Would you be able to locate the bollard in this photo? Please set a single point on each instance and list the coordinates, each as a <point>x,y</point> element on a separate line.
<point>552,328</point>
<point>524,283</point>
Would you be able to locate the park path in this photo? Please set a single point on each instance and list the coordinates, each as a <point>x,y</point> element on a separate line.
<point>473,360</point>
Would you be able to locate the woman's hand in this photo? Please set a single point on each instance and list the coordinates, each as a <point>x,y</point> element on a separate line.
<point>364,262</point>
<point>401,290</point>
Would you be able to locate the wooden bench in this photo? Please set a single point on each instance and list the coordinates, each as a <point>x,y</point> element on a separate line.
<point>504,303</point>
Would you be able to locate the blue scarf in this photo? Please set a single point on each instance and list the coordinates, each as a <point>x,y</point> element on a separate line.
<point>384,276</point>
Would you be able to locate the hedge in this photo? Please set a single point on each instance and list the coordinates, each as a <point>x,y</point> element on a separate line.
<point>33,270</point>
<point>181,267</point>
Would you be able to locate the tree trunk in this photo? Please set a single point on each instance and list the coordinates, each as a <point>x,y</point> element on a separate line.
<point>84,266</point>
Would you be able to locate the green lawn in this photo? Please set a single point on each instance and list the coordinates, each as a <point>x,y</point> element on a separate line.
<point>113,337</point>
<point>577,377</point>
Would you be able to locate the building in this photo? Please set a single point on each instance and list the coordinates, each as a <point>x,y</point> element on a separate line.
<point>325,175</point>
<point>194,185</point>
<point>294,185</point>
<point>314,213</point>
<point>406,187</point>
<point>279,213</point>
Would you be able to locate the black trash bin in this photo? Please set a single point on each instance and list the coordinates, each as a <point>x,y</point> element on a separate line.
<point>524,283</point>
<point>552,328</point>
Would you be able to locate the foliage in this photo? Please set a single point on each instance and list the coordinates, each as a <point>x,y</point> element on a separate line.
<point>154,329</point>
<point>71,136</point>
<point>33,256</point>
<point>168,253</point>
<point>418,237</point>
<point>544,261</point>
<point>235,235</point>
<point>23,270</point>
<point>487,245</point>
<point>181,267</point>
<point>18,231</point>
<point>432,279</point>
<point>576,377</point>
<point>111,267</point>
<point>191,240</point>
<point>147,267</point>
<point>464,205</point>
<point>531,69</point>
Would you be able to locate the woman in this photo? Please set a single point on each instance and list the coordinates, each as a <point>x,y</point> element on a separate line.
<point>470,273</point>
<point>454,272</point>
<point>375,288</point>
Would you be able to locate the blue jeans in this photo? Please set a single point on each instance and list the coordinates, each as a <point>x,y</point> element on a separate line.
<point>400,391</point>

INSTRUCTIONS TO FOLLOW: Recast all the entries above as a two-column CSV with the header "text" and "answer". Give one row per entry, with its text and its answer each in a single double-quoted field and every line break replaced by a space.

ANSWER IN FULL:
text,answer
"Would you be able to locate the bollard in this photo? Please set a single point on each instance and list the coordinates, each as a <point>x,y</point> element on a separate line.","<point>552,328</point> <point>524,283</point>"
"Would you be able to locate the park path in this photo? Please set a single point on each instance and list the coordinates, each as a <point>x,y</point> element on a separate line.","<point>473,360</point>"
"Would you be able to locate the woman's hand in this photo? Please set a single point on each instance and list the coordinates, each as a <point>x,y</point> element on a separate line.","<point>364,262</point> <point>401,290</point>"
"Would you be able to locate the wooden bench in this photo? Please set a single point on each instance and list the coordinates, each as a <point>x,y</point> element on a separate line.","<point>504,303</point>"
"Would you be able to locate the blue scarf in this photo? Please set a single point on each instance and list the coordinates, each as a <point>x,y</point> element on a separate line.","<point>384,276</point>"
"Would you be able to locate the hedge in this photo? Please set a single point on each instance and list the coordinates, each as a <point>x,y</point> element on a separate line.","<point>33,270</point> <point>181,267</point>"
"Would you be able to locate the tree trunk in this photo? Please set a single point on each instance and list the coordinates, each as a <point>x,y</point> element on a separate line.","<point>84,266</point>"
"Would you be able to locate the green lawn in this photo? Please set a single point on each instance and list the coordinates, each as a <point>x,y</point> element on a separate line.","<point>113,337</point> <point>577,377</point>"
"Would you be able to locate the building in this photo? Please set a single point on each instance and list the coordinates, each as a <point>x,y</point> element on a separate line.","<point>325,175</point> <point>194,185</point> <point>294,185</point> <point>314,213</point> <point>406,187</point> <point>279,213</point>"
"Would you be able to locate the black trash bin in this photo? Please set a single point on each instance and list the coordinates, each as a <point>x,y</point> element on a separate line.","<point>524,283</point> <point>552,328</point>"
"Would you be able to locate the foliage in this photo? Please set a single point on each instance and list the coordinates, each as a <point>x,y</point> element on a separate line.","<point>154,329</point> <point>71,136</point> <point>33,256</point> <point>168,253</point> <point>418,237</point> <point>544,261</point> <point>235,235</point> <point>23,270</point> <point>487,245</point> <point>181,267</point> <point>18,231</point> <point>432,279</point> <point>576,377</point> <point>111,267</point> <point>191,240</point> <point>147,267</point> <point>464,205</point> <point>531,69</point>"
"Would you be able to locate the woman in this photo? Please set a single point on each instance and list the coordinates, each as a <point>x,y</point> element on a separate line.","<point>470,273</point> <point>454,272</point> <point>375,288</point>"
"Would you be able to locate the blue jeans in this photo? Please set a single point on each instance and list the coordinates, each as a <point>x,y</point> element on a separate line.","<point>400,391</point>"